■ **EXTRAIT DU DOCUMENT**
════════════════
Colonies, dhimmitude, conflit proche-oriental, et politiques arabe et africaine de la France



(Cette première partie est un texte d'emprunt repris avec autorisation
de son auteur, qui a gardé l'anonymat - je lui ai fait avec son accord,
quelques autres emprunts intégrés dans d'autres billets)


Tartarin de Tarascon
,
Alphonse Daudet, 1872 : «{…} le bourriquot algérien a les reins solides... il le faut bien pour supporter tout ce qu'il supporte... demandez plutôt aux arabes. Voici comment ils expliquent notre organisation coloniale... en haut, disent-ils, il y a mouci le gouverneur, avec une grande trique, qui tape sur l’état-major ; l'état-major, pour se venger, tape sur le soldat ; le soldat tape sur le colon, le colon tape sur l'arabe, l'arabe tape sur le nègre, le nègre tape sur le juif, le juif à son tour tape sur le bourriquot ; et le pauvre petit bourriquot n' ayant personne sur qui taper, tend l' échine et porte tout.»

Si l’on passe sur quelques éléments de détail, l’explication globale du système colonial et de son fonctionnement hiérarchique, par Alphonse Daudet, ou plutôt par les Arabes selon lui, est finalement très actuelle. Elle date de 1872, soit deux ans après le décret Crémieux, qui, lorsqu’il sera entré dans les faits, fera remonter «le juif» de deux crans dans cette hiérarchie, puisqu’il passera au-dessus de «l’Arabe». J’y reviens.

En 1872, avant que les conséquences du décret Crémieux de 1870 ne soient intégrées dans les mentalités, le système est relativement simple : il s’agit d’une intégration à la République du système de la dhimmitude. Le système colonial (et sa chute – cf. infra) s’expliquent assez bien dans cette perspective. Vers le bas de la hiérarchie, de «l’Arabe» au bourriquot, on retrouve bien le système du dhimmi. «Le nègre» est au-dessus «du juif» dans la mesure où, en Afrique du Nord, il est musulman ; mais il est au-dessous de «l’Arabe» dans la mesure où l’on n’a pas oublié qu’il n’est pas musulman d’origine, qu’il l’est devenu via sa réduction en esclavage. Il est désormais en principe égal, mais la mémoire a son poids.


Quant au catholique (et autres chrétiens non-catholiques dans une moindre mesure — on sait ce que Daudet pensait des protestants) qui, dans le système musulman de la dhimmitude, serait en principe au niveau du juif, ou peut-être juste au-dessus, il est passé au–dessus de «l’Arabe» par la grâce de la conquête coloniale française. Il est colon, donc dans les «hautes sphères», citoyen de plein droit. C’est ce qui arrivera aussi «au juif» comme effet du décret Crémieux (ce qui explique «qu’il» choisira naturellement la République plutôt que la terre originelle maghrébine).
════════════════
■ **MATÉRIEL RECUEILLI**
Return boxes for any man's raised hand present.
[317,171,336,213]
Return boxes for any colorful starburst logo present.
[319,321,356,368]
════════════════
■ **CONSIGNE A**
D'après le texte sur la hiérarchie coloniale, pourquoi « le nègre » est-il placé au-dessus « du juif » mais au-dessous de « l'Arabe » ?
■ **CONSIGNE B**
Écrivez la suite du texte sur la hiérarchie coloniale, après sa dernière phrase.

■ **RÉPONSE RÉDIGÉE A**
Il est au-dessus « du juif » parce qu'en Afrique du Nord il est musulman. Il reste au-dessous de « l'Arabe » parce qu'on n'a pas oublié qu'il n'est pas musulman d'origine et qu'il l'est devenu par sa réduction en esclavage. Il est en principe égal, mais la mémoire a son poids.

■ **RÉPONSE RÉDIGÉE B**
Où l’on voit que le système colonial correspond à une remarquable adaptation culturelle du système «indigène» (qui vaut de Lille à Brazzaville), et où s’explique le fait que dans le vocabulaire d’alors (et parfois d’aujourd’hui – cf. Sarkozy et son préfet «musulman») «musulman» soit donné en pendant d’Européen. On s’étonne en vain de ce qu’une religion soit donnée en vis-à-vis d’une origine géographique. L’étonnement ne vaut que si l’on n’a pas compris l’intégration de la dhimmitude aux colonies : une hiérarchie s’est substituée à une autre en intégrant une autre (d’où aussi le succès d’un mot à double sens : le mot intégration).

Où s’explique la chute de l’Empire colonial : qui supporte indéfiniment d’être «protégé» mais non-égal — la dhimmitude ? À ce point, la non-hésitation des juifs entre République et dhimmitude est naturellement éloquente. C’est cette «protection», comme non-citoyens, que les Arabes et les Noirs ont rejetée en revendiquant l’indépendance : une sorte de «dhimmitude» républicaine, une non-citoyenneté indéfiniment prolongée.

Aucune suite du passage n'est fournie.